- The Washington Times - Tuesday, December 28, 2004

BAGHDAD — With car bombs, assassinations and raids on police stations, insurgents and terrorists killed at least 25 persons, including Iraqi policemen and a deputy governor, mostly across the volatile Sunni Triangle yesterday, and a militant group said it executed eight Iraqi employees of a U.S. security company.

The string of attacks — including one in which 12 policemen’s throats were slit at their station — were the latest by the insurgency and terrorists targeting Iraqis working with the American military or the U.S.-backed government ahead of the Jan. 30 national elections.

Brig. Gen. Jeffery Hammond, assistant brigade commander in the 1st Cavalry Division that controls Baghdad, said attacks by insurgents are expected to escalate in the run-up to the elections.

“We anticipate that the enemy will [continue with] attacks, intimidation, assassinations and other messages designed to destroy life in Baghdad,” Gen. Hammond said, adding that Iraqi security forces will bear the brunt of providing security for the elections and that U.S. troops will back them up only if needed.

» **YOUR TASK**:
List the means of attack named in the news report's sentence that begins "With car bombs." The material after this news report is separate from it.

» **SUPPLIED INFORMATION**:
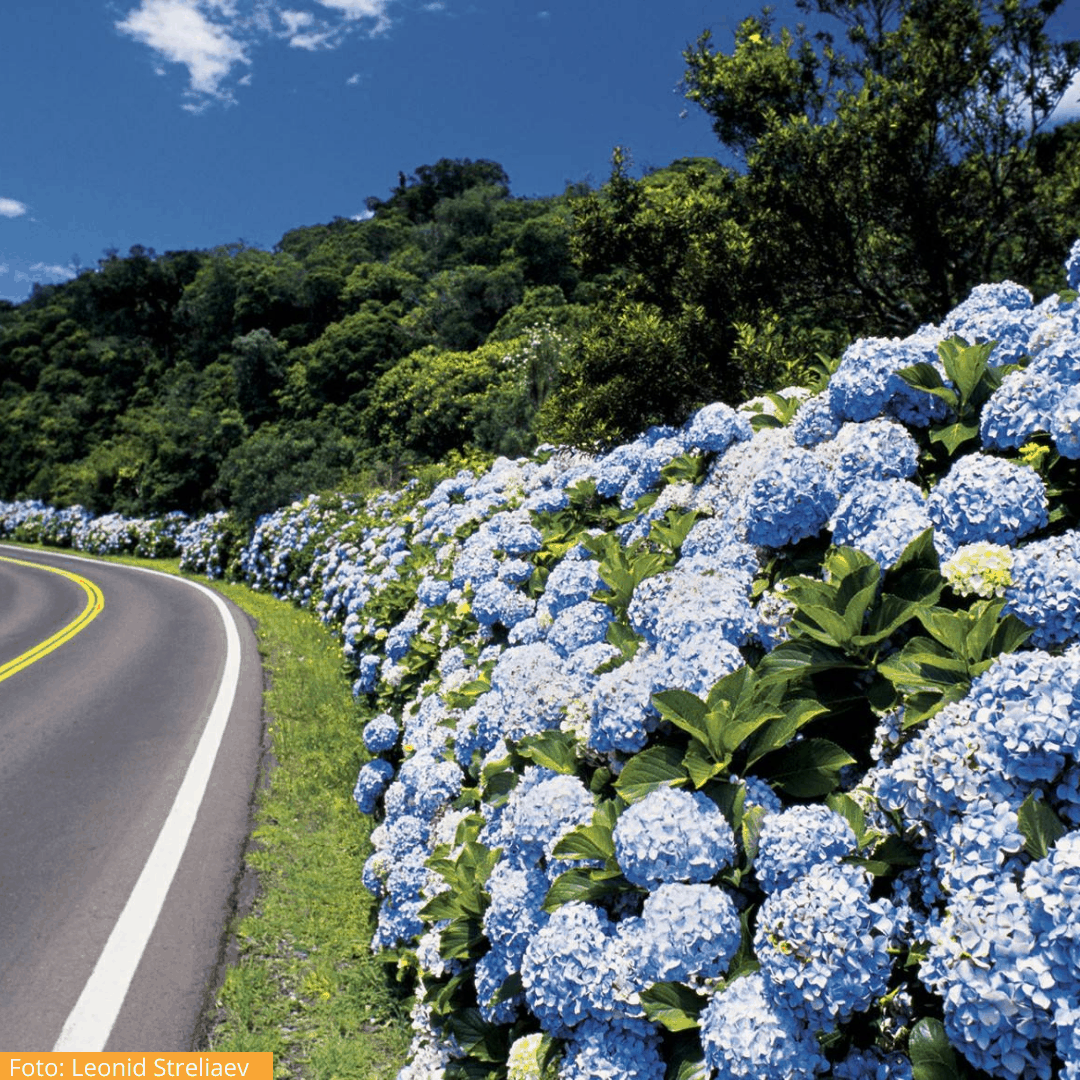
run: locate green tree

...

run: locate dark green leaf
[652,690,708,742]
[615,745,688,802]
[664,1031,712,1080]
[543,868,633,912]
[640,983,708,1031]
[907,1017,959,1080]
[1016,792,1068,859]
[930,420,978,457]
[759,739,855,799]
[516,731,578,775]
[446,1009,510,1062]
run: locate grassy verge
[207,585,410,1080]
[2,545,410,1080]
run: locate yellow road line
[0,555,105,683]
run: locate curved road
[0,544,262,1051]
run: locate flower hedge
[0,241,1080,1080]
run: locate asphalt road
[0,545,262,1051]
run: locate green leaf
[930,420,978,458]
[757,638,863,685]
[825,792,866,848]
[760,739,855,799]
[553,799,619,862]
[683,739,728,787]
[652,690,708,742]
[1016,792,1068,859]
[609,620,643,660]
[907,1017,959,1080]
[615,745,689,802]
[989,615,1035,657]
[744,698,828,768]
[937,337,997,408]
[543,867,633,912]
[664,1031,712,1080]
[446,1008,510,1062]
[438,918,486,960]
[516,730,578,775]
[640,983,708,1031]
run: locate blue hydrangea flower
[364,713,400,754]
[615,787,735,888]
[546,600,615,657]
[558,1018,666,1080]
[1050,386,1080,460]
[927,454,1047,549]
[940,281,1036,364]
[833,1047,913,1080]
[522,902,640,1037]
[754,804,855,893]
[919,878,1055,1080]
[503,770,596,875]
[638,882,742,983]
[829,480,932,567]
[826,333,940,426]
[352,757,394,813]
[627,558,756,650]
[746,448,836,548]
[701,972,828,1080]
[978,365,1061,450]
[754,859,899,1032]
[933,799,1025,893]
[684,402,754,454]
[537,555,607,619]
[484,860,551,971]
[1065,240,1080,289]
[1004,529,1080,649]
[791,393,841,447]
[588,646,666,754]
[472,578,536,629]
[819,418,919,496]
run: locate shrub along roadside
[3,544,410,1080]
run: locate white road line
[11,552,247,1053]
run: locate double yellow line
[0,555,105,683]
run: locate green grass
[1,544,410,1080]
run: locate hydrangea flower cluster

» **ANSWER SPACE**:
- Car bombs
- Assassinations
- Raids on police stations